• **Study text**
════════════════════
Leioproctus viridescens

Scientific classification
- Kingdom: Animalia
- Phylum: Arthropoda
- Clade: Pancrustacea
- Class: Insecta
- Order: Hymenoptera
- Family: Colletidae
- Genus: Leioproctus
- Species: L. viridescens
- Binomial name: Leioproctus viridescens (Cockerell, 1929)
- Synonyms: Euryglossidia viridescens Cockerell, 1929;

= Leioproctus viridescens =

- Genus: Leioproctus
- Species: viridescens
- Authority: (Cockerell, 1929)
- Synonyms: Euryglossidia viridescens

Species of bee

Leioproctus viridescens, or Leioproctus (Euryglossidia) viridescens, is a species of bee in the family Colletidae and subfamily Colletinae. It is endemic to Australia. It was described by British-American entomologist Theodore Dru Alison Cockerell in 1929.

==Description==
Female body length is about 6.5 mm. Colouration is mainly black; the abdomen ferruginous and dark olive green; the hair white.

==Distribution and habitat==
The species occurs in Western Australia. The type locality is Geraldton.

==Behaviour==
The adults are flying mellivores. Flowering plants visited by the bees include Thryptomene strongylophylla as well as Hakea species.
════════════════════
• **Data for review**
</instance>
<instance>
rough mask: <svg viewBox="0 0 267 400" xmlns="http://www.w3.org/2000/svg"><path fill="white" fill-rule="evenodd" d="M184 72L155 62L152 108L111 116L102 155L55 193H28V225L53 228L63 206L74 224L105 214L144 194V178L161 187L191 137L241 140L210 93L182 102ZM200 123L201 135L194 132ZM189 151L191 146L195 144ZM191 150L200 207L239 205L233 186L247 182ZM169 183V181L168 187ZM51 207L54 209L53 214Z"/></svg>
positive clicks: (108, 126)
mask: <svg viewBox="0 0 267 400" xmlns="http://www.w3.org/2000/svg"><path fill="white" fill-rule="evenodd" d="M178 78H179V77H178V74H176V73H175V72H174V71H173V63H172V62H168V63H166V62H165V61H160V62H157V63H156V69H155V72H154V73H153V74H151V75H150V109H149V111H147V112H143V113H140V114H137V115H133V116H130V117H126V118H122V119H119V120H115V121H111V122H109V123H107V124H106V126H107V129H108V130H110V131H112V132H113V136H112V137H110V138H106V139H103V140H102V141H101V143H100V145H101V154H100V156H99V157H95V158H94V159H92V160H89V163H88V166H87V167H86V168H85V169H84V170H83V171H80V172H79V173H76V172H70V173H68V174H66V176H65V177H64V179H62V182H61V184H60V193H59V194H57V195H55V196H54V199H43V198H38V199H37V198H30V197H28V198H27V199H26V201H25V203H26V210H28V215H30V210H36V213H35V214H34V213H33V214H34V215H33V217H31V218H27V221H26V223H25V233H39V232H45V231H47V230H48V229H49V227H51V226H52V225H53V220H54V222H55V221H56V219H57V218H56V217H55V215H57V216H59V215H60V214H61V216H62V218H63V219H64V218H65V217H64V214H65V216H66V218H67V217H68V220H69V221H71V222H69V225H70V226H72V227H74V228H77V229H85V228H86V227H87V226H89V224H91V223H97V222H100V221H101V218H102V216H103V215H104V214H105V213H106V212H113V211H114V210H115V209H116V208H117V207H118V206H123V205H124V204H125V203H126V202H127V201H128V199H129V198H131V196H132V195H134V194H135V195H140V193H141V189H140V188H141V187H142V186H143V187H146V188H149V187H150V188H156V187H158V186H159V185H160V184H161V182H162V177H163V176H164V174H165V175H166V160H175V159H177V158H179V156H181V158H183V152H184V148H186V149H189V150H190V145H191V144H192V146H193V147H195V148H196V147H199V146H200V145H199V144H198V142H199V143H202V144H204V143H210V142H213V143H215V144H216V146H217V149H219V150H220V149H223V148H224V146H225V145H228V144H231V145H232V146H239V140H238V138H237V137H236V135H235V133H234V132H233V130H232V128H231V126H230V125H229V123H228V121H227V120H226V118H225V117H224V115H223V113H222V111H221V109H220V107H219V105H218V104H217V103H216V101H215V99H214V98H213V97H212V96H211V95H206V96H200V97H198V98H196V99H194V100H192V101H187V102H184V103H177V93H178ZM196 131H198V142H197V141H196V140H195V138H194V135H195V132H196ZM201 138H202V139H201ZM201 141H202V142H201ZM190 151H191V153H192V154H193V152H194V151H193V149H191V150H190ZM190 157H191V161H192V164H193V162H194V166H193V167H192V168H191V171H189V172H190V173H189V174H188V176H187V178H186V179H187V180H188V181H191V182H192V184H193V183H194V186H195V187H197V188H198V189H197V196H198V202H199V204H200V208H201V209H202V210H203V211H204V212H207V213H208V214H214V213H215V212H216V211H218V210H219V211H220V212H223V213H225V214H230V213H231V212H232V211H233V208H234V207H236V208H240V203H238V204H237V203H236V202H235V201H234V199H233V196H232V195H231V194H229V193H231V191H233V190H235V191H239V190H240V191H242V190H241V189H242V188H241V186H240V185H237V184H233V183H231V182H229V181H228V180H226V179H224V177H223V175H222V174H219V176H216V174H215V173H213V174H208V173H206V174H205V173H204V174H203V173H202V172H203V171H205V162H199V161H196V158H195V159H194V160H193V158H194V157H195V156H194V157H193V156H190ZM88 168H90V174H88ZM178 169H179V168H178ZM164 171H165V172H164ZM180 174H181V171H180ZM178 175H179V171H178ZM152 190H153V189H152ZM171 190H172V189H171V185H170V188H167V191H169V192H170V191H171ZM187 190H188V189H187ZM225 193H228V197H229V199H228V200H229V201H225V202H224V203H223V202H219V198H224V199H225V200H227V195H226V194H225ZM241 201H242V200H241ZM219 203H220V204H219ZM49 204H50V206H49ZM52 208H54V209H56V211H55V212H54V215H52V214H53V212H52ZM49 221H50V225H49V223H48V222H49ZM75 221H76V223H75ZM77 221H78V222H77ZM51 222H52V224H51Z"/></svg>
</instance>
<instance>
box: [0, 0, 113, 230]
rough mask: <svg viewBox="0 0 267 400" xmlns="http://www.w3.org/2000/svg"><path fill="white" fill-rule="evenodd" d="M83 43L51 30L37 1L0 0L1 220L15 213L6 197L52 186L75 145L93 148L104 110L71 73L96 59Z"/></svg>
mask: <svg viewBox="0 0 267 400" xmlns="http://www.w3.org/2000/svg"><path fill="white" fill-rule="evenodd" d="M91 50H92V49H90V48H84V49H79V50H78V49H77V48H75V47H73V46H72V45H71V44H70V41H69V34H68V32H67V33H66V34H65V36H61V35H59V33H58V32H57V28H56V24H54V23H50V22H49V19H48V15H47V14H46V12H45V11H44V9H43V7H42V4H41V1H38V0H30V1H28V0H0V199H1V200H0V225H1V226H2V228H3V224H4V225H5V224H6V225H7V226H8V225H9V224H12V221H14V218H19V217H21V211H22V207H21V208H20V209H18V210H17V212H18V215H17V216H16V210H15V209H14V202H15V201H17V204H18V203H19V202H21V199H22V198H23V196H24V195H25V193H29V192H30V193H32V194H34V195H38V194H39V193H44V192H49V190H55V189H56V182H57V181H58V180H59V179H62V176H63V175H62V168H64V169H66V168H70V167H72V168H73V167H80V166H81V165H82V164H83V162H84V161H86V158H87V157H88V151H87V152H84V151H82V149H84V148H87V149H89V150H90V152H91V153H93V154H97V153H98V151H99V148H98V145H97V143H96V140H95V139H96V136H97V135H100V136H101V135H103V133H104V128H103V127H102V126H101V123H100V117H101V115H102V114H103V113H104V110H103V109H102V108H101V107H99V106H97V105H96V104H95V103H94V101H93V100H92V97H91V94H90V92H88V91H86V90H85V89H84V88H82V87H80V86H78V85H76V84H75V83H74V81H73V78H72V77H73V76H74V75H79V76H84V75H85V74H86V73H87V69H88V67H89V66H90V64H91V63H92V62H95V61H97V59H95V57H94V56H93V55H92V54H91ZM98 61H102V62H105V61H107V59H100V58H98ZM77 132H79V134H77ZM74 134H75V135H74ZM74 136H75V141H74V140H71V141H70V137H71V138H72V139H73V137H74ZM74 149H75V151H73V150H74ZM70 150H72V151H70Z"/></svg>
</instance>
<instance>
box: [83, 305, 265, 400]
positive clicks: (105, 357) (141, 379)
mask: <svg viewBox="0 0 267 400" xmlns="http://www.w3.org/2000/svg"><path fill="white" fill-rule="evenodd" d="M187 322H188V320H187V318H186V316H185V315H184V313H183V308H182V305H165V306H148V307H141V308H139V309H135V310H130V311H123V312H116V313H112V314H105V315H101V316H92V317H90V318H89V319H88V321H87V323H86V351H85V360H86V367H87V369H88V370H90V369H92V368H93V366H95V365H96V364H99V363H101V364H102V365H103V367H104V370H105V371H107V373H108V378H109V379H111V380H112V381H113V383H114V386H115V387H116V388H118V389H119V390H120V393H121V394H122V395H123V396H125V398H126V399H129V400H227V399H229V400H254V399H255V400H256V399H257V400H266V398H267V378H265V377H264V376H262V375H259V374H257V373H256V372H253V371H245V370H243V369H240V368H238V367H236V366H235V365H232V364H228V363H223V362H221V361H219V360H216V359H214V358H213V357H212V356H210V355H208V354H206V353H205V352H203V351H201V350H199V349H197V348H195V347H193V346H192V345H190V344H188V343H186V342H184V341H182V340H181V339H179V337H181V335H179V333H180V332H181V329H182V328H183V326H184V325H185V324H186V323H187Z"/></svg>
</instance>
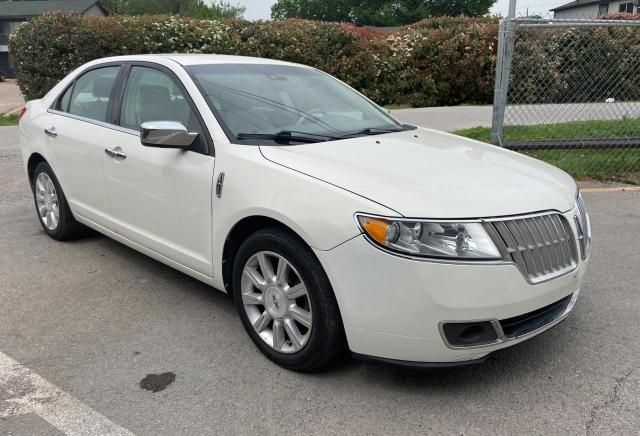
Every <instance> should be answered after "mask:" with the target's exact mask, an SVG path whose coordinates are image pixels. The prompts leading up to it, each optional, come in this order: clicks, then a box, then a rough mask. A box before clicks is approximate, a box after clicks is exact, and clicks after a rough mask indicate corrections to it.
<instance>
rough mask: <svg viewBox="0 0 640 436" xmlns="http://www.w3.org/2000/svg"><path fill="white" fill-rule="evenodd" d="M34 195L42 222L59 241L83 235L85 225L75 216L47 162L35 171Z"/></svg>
mask: <svg viewBox="0 0 640 436" xmlns="http://www.w3.org/2000/svg"><path fill="white" fill-rule="evenodd" d="M33 197H34V200H35V204H36V211H37V213H38V219H39V220H40V224H41V225H42V228H43V229H44V231H45V232H47V234H48V235H49V236H51V237H52V238H53V239H56V240H58V241H65V240H69V239H75V238H77V237H79V236H81V234H82V230H83V226H82V225H81V224H80V223H78V222H77V221H76V220H75V218H73V214H72V213H71V209H70V208H69V204H68V203H67V199H66V197H65V196H64V192H63V191H62V188H61V187H60V184H59V183H58V179H57V178H56V176H55V174H54V173H53V170H52V169H51V167H50V166H49V164H47V163H46V162H41V163H39V164H38V165H37V166H36V168H35V171H34V172H33Z"/></svg>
════════════════════
• **Activity 1**
Duplicate a passage from the Leioproctus viridescens text, starting at the words "- Synonyms: Euryglossidia viridescens Cockerell, 1929;" and ending after the words "Cockerell in 1929.".
• **Activity 2**
In the Leioproctus viridescens text, what is given as the type locality of the species?

• **Your solution 1**
- Synonyms: Euryglossidia viridescens Cockerell, 1929;

= Leioproctus viridescens =

- Genus: Leioproctus
- Species: viridescens
- Authority: (Cockerell, 1929)
- Synonyms: Euryglossidia viridescens

Species of bee

Leioproctus viridescens, or Leioproctus (Euryglossidia) viridescens, is a species of bee in the family Colletidae and subfamily Colletinae. It is endemic to Australia. It was described by British-American entomologist Theodore Dru Alison Cockerell in 1929.

• **Your solution 2**
Geraldton